--- DOCUMENT SEGMENT ---

Am with you 100%. I thought this would have been a hush-hush if the
news didn't blow up like it did. I mean Kenya would not have initiated
sending him to Jamaica via Gambia and Nigeria without making sure both
governments are OK with it. They gave their blessings but backed out
only after the whole thing blew up and State Department tightened the
screw on their balls (pardon my French). Kenya would not have cared to
arrest and deport Faisal if not for the invincible hand of the Obama
administration. Watch what Kenya does to appease America..... and
Yahya thought he is a bad-ass Ahmadenijadovic or el macho Hugolito!

-Laye

On Thu, Jan 14, 2010 at 10:19 AM, Haruna Darboe <[log in to unmask]> wrote:
> Laye,
>
> Yahya is lying through his refurbished teeth. he did indeed accept the Lunga
> Lunga guy. It is only after Gaddafi told him to deny he ever accepted him so
> that Kenya's options to deport the guy could be diminished to near zero that
> yahya flew the coop. Don't listen to him. He's lying.

---

• GIVEN EXERCISE A: Rewrite the records as a numbered list, leaving out blank lines, from the line containing "Where can the concrete" through the end of the records.

--- RECORDS FOR PROCESSING ---

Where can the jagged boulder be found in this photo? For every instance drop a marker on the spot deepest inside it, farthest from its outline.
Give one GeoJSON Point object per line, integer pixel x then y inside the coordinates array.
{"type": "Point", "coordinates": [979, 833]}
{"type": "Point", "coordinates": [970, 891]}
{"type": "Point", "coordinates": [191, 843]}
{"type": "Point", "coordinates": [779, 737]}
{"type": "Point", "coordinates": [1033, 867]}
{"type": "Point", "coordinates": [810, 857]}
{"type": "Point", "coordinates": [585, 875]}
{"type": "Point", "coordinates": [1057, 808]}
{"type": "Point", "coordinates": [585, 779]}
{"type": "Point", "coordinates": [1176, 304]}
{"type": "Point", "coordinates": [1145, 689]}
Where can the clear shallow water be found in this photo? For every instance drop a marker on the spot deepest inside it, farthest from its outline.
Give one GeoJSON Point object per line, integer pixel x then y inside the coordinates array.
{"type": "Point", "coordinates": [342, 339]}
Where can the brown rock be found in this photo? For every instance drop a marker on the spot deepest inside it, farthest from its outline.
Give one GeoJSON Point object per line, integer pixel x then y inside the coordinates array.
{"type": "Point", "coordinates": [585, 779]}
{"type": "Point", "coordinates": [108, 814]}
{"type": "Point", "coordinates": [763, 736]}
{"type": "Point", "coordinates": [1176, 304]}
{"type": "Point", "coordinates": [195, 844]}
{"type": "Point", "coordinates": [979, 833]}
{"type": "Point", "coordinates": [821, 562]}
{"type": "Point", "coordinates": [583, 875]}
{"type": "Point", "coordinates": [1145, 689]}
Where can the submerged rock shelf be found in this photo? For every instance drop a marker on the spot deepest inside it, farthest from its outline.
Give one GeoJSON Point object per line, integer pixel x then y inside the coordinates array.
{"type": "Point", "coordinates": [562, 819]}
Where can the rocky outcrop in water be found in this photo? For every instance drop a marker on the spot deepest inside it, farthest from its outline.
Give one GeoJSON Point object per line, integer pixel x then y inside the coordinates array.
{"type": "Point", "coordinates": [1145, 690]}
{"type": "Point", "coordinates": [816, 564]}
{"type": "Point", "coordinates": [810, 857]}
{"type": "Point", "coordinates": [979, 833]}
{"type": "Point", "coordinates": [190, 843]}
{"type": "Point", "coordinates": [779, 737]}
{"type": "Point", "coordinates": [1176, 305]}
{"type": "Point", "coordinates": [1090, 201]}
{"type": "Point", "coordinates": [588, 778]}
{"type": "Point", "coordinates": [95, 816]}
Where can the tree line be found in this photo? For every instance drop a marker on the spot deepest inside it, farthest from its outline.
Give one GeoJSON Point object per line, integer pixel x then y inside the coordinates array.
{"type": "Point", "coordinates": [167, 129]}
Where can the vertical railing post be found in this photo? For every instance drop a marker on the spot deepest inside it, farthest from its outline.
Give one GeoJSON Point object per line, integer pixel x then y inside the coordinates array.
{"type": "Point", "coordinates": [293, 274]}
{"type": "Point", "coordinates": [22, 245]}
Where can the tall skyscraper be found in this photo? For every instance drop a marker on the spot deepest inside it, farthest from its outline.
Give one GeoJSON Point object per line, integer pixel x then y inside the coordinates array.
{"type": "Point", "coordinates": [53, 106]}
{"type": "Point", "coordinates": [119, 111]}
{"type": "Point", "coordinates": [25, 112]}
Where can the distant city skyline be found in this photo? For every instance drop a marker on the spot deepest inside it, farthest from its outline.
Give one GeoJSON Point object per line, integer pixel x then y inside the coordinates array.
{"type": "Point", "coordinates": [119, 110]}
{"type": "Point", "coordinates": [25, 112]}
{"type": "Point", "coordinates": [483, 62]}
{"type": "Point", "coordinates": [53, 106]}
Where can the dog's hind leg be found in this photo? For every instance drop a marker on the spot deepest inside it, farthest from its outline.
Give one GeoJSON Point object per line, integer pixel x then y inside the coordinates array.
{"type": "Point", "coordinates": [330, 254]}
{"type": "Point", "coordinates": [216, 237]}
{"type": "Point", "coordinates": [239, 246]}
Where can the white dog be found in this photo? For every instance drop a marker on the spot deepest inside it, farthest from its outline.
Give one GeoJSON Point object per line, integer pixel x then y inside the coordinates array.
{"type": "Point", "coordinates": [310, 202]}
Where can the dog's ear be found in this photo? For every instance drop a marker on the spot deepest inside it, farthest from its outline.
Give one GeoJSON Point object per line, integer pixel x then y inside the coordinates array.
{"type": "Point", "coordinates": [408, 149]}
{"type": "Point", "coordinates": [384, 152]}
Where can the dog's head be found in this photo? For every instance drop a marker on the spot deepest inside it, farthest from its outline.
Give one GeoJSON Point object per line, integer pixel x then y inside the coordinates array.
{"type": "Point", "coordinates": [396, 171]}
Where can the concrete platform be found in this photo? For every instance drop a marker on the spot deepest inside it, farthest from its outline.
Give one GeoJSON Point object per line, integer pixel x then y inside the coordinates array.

---

• GIVEN EXERCISE B: In the email exchange, who does Haruna Darboe say told Yahya to deny that he ever accepted the Lunga Lunga guy?

• COMPLETE ANSWER A:
1. Where can the concrete platform be found in this photo? For every instance drop a marker on the spot deepest inside it, farthest from its outline.
2. Give one GeoJSON Point object per line, integer pixel x then y inside the coordinates array.

• COMPLETE ANSWER B: Gaddafi.